◆ **Problem statement**
Transcribe the listing in full, word for word; pictures do not belong in the copy.

◆ **Source records**
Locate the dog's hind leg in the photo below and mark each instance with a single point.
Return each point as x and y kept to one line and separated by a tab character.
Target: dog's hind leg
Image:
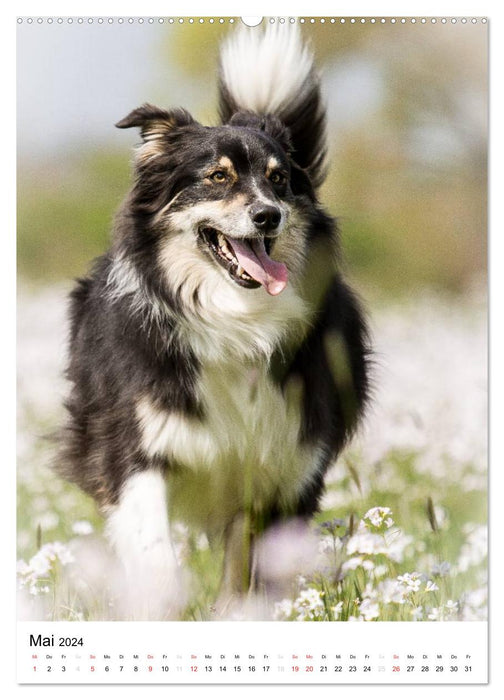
138	530
238	556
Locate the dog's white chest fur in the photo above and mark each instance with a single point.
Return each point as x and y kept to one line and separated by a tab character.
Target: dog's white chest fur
244	453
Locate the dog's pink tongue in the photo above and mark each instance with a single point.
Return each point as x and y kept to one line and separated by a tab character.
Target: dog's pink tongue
254	259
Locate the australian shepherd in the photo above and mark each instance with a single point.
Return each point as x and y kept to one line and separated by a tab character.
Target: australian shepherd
217	359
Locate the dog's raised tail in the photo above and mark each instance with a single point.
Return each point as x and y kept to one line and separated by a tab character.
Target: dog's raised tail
272	72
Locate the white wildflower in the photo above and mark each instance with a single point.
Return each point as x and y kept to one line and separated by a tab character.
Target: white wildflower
351	564
441	569
410	582
369	610
451	606
431	586
417	613
283	609
309	604
379	516
380	570
391	591
337	609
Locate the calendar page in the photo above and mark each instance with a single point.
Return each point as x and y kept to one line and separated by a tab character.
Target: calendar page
252	350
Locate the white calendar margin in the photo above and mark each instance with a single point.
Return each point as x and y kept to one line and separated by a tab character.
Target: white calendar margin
317	7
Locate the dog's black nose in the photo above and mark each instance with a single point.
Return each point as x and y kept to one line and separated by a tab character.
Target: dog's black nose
265	216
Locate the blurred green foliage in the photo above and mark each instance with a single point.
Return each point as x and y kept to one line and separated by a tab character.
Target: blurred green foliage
407	178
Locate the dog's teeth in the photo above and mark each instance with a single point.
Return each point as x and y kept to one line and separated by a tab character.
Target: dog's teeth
223	243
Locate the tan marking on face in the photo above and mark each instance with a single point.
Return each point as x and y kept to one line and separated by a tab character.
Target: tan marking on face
272	165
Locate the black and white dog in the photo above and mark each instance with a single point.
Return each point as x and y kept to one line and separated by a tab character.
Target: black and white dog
218	361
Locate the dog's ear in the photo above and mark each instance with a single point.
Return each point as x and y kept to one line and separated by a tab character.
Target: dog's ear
155	123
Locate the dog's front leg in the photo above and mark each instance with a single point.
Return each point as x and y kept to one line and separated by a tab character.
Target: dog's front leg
138	530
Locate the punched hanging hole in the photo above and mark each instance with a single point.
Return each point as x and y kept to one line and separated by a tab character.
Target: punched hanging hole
252	21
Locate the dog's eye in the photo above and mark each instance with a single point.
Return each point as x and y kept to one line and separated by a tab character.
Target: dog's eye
218	176
277	178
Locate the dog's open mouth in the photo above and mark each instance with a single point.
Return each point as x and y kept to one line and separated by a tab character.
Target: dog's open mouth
247	260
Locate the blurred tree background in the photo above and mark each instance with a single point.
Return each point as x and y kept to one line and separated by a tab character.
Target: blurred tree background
407	107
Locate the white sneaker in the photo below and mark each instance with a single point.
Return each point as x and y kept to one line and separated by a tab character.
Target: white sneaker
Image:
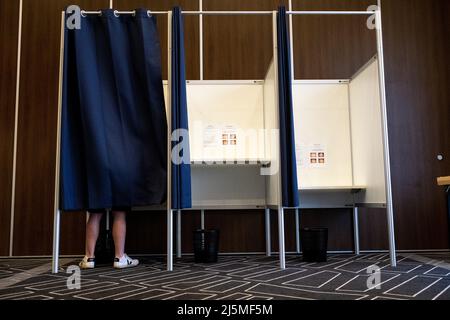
125	262
87	263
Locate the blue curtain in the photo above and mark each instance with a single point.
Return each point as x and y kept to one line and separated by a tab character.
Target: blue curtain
181	173
288	164
114	128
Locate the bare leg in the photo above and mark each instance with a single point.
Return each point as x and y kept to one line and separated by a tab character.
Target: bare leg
119	232
92	230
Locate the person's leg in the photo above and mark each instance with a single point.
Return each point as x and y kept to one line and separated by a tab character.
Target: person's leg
92	231
122	260
119	232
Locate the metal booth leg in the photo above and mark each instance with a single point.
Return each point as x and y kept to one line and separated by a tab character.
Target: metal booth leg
267	232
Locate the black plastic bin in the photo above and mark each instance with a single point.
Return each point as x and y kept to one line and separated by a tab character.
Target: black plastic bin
206	245
314	243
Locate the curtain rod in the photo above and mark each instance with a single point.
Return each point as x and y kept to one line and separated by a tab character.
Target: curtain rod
117	13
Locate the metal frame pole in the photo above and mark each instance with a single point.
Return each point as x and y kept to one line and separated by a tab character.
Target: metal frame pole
267	229
281	241
57	211
200	21
387	162
179	234
16	126
169	143
202	219
297	230
356	230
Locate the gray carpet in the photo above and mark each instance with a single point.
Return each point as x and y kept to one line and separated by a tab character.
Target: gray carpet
343	277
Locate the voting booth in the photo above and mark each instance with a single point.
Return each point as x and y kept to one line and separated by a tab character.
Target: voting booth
238	131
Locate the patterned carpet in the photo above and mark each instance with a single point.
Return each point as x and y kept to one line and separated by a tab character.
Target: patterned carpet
343	277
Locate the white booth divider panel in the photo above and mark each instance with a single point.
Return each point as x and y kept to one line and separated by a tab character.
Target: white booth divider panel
272	151
227	186
367	138
322	134
226	121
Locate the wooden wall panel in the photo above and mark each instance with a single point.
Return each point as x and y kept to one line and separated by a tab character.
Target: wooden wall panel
238	47
9	22
191	30
33	225
416	45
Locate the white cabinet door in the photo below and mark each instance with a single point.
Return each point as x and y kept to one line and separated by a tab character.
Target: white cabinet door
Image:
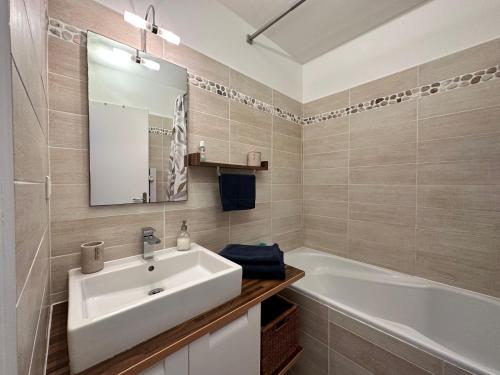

◆ **Exercise response**
Locate the dog's hind leg in the photo below and mark each instance with a single point.
Return each point as x and y kept to one line and separated by a tab character.
Target: dog's hind leg
Image:
138	530
238	556
Locate the dog's white chest fur in the photo above and mark each instance with a single point.
Return each point as x and y kept to one line and separated by a tab character.
Target: dog's white chest fur
244	453
Locate the dog's pink tongue in the photo above and mark each instance with a single point.
Return each point as x and y kept to one line and separated by a tab character.
Target: dog's pink tongue
254	259
Locate the australian shepherd in the photo above and mark each instance with a single point.
Return each point as x and y kept to one line and separated by a tab character.
Target: australian shepherd
217	359
Locate the dog's raised tail in the photo above and mark each instance with a single point.
Return each point as x and y kept to one line and separated by a tab character.
Target: dog's raised tail
272	72
Locate the white wildflower in the photo above and mark each instance with a single point.
Return each point as x and y kept to one line and separated by a tab character.
Target: white wildflower
351	564
441	569
410	582
369	610
451	606
431	586
417	613
283	609
309	604
379	516
380	570
391	591
337	609
Locate the calendar page in the photo above and mark each instance with a single point.
Return each point as x and y kept to one line and separated by a tab character.
Target: calendar page
252	350
Locate the white calendar margin in the photo above and mark each instance with a single point.
Return each point as x and y kept to one line and separated by a tab character.
Target: white calendar margin
317	7
Locate the dog's black nose in the photo above and mark each instance with a single point.
Return each point as x and y kept to one line and separated by a tab character.
Target: dog's black nose
265	216
Locate the blurred green foliage in the photo above and mark each instance with a single point.
Return each point as x and y kept to one line and separated by a tab character.
Target: blurred green foliage
407	178
Locate the dog's teeth in the photo above and mark each instance with a single point.
Return each point as x and y kept to one line and separated by a tab character.
Target: dog's teeth
223	243
Locate the tan marking on face in the photo above and mark each instance with a single point.
Return each point as x and y kept to one line and separated by a tab character.
Target: tan marking on face
272	165
Locate the black and white dog in the photo above and mark each instance with a single point.
Return each point as x and y kept to one line and separated by a tab character.
Target: black and white dog
218	361
Locate the dog's ear in the photo above and mark each instance with a single point.
Return each point as x and y kept to one line and separated by a tab character.
Target: dog's ear
155	123
Locate the dog's front leg in the photo above and mark each instance with a single point.
Return each point as x and y kept to one line and separated by a tab character.
Target: dog's front leg
138	530
Locate the punched hanging hole in the photo above and mark each instance with a single point.
Return each point as x and y kept to one line and separated by a tab character.
Target: punched hanging hole
252	21
Locate the dog's eye in the photo above and mark each instance with a single point.
Return each point as x and y kept to one line and separated by a tab character.
Target: dog's eye
218	176
277	178
Locate the dog's open mouth in the photo above and mark each instance with a single point.
Return each point as x and y kept to one line and separated by a tab character.
Target: dog's open mouth
247	260
Locate the blurred tree background in the photo above and mark each instance with a single point.
Return each point as x and y kept to one line and separated by a tab character.
Target: blurred tree background
407	107
Locate the white sneaker in the photo below and mark each instance with a single point.
Return each point as x and y kept to one line and separated by a tab character.
Target: white sneaker
Image:
125	262
87	263
Locate the blue curtain in the photo above and mark each instance with a single point.
Return each point as x and y kept to one line and separated by a tab character.
Target: blue curtain
181	173
288	164
114	128
Locate the bare leg in the photo above and mark each instance with a single point.
Return each point as x and y kept to one line and separated by a tab character.
Target: bare leg
119	232
92	230
Locate the person's leg in the photo above and mark each instance with a single point.
Return each point as x and y kept to one line and separated by a tab character.
Target: person's leg
92	231
122	260
119	232
Locate the metal booth leg in the photo above and mark each instance with a single point.
Return each point as x and y kept to one line and separated by a tab character.
Target: metal booth leg
267	232
Locate the black plastic bin in the photo above and mark each instance with a single point.
Return each point as x and y kept to one line and separated by a tab character.
Target: black plastic bin
206	245
314	243
Locate the curtain rod in the photo above and mark each instance with a single point.
Return each point as x and y kept to one line and separated by a tab character.
Target: curtain rod
117	13
Locate the metal frame pole in the photo above and mark each instance with a single point.
Return each point as x and y kept to one line and separated by a tab character.
Target: metal frame pole
267	229
281	241
57	211
200	21
387	162
179	234
16	126
169	143
202	219
297	230
356	230
Locate the gray carpet in the photo above and mark each instance with a single point.
Return each point as x and y kept to one line and separated by a tab character.
Target: gray carpet
343	277
Locate the voting booth in the photo above and mark each instance with a single point.
Return each point as x and y kept to one line and separated by a tab character.
Target: voting booth
238	131
Locate the patterned carpet in the photo above and mark each instance with a single point.
Return each point as x and y kept to one line and separated by a tab character.
Target: patterned carpet
343	277
Locate the white booth divider panel in the photo above and mark each instance with a single point.
Return each point as x and y kept to one line and separated by a tab character.
Target: white booth divider panel
272	151
227	186
367	138
322	134
226	121
Locate the wooden wall panel in the photo above and mark each instance with a single point.
Return each point as x and y kept to one line and separated by a tab character.
Target: wooden wall panel
238	47
9	22
191	30
33	225
416	45
Locate the white cabinet door in the photo below and mark each instance with a single point.
Return each point as x and y kept to one line and separated by a tab character.
Target: white cabinet door
Image:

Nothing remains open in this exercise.